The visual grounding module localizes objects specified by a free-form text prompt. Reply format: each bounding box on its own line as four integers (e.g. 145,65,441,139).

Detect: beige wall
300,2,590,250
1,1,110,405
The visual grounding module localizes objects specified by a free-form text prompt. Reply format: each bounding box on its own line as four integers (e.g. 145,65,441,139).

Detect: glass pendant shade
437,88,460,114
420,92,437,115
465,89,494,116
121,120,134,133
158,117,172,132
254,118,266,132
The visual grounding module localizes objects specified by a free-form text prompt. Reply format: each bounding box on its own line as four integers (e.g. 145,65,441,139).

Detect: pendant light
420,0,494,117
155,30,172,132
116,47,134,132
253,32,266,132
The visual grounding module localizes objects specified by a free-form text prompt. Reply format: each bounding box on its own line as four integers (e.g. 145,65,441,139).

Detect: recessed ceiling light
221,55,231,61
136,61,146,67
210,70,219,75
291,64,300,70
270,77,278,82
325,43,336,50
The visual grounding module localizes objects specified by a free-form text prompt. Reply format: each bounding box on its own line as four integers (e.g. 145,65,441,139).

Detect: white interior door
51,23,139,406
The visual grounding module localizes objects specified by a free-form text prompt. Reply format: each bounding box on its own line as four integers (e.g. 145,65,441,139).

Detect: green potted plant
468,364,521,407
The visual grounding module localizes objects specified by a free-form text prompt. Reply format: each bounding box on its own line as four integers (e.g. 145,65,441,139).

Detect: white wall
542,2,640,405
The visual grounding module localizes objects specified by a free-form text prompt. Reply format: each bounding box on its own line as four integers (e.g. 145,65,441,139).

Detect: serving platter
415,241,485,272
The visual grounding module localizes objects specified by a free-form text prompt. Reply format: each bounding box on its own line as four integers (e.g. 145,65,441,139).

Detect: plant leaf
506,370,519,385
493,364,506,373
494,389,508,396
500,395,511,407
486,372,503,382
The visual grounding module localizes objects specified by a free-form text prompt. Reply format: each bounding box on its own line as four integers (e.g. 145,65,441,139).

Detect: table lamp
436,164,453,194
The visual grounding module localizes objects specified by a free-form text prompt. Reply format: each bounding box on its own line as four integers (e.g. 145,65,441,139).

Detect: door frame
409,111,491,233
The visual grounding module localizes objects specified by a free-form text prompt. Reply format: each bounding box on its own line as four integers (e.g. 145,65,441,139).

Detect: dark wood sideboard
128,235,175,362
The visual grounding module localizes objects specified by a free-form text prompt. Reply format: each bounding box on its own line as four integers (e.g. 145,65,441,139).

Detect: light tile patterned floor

(About this exercise)
Retype all of the data shown above, word for word.

(Your response)
The visual grounding module localizes objects specified by a free-form text prompt. Reply format: each bounding box on its own line as four integers (e.g. 145,65,441,139).

Detect: beige wall
300,2,590,250
1,1,110,405
The visual grounding module localizes objects specified by a free-form text prompt. Reply format: each bounding box on its own line as four integers (e.g. 145,65,441,139).

Detect: glass pendant shade
437,88,460,114
420,92,437,115
465,89,494,116
121,120,134,133
158,117,172,132
254,118,266,132
The visual grounding module localizes objects specified by a free-form text prompt. Reply format: each bounding box on its own line as four integers (e.g. 145,65,441,139).

Detect: pendant light
420,0,494,117
155,30,172,132
116,47,134,132
253,32,266,132
The visual grounding module localizes objects specified by a free-form text prompt. Reply format: each bounding box on its own line as four integers (e.g. 145,65,441,139).

Detect: recessed ceiling light
221,55,231,61
136,61,146,67
210,70,219,75
291,64,300,70
270,77,278,82
325,43,336,50
The visual grounding module localizes objects specified by a free-form text prompt. Reply format: each bounding box on its own line as four integers (e.g. 145,65,441,139).

Detect: white interior door
51,23,139,406
The visual grounding module localizes objects specified by a free-form text prompt. Reply format: each bounding box on its own line as four integers (e.g. 145,65,441,139).

Detect: green potted plant
468,364,521,407
The visual grounding module localizes objects specified by a free-form text prompt. Reply format: each bounding box on its own line as four integers (e.g. 145,65,441,139).

Detect: white wall
542,2,640,405
The visual grounding module localizes objects specified by a free-form text prompt. Reply format: each bounding box on its own line as four integers (e.g. 145,65,441,139).

Detect: serving platter
415,241,485,272
The visual grounding module localizes objects specified by a free-form text prompt. Reply format: each bounding box on its own line as four integers (e.g. 145,65,441,139).

Detect: plant leaf
506,370,519,385
493,364,506,373
494,389,508,396
500,395,511,407
486,372,503,382
The visual grounding module localizes objects specified by a free-form text prompt. Reply format: each bounding box on its own line as four integers (e.g. 145,65,441,139).

Detect: table lamp
436,164,453,194
The visual grounding module localizes objects specified by a free-form text prompt. Reply format: each bounding box on its own line as four integers (e.g. 145,65,441,139).

Detect: door frame
409,111,491,233
The visual grounding module localizes objects specified by a free-form text prompt. Reply format: each bounding box on its own line as four integers (e.g. 145,65,441,139).

Detect: dark wood sideboard
128,235,175,362
The visual grounding module localizes objects specified by a free-form text prompt. Reply format: each bounding box on its own line as four integers (e.g. 145,65,441,139).

Detect: light tile patterned floor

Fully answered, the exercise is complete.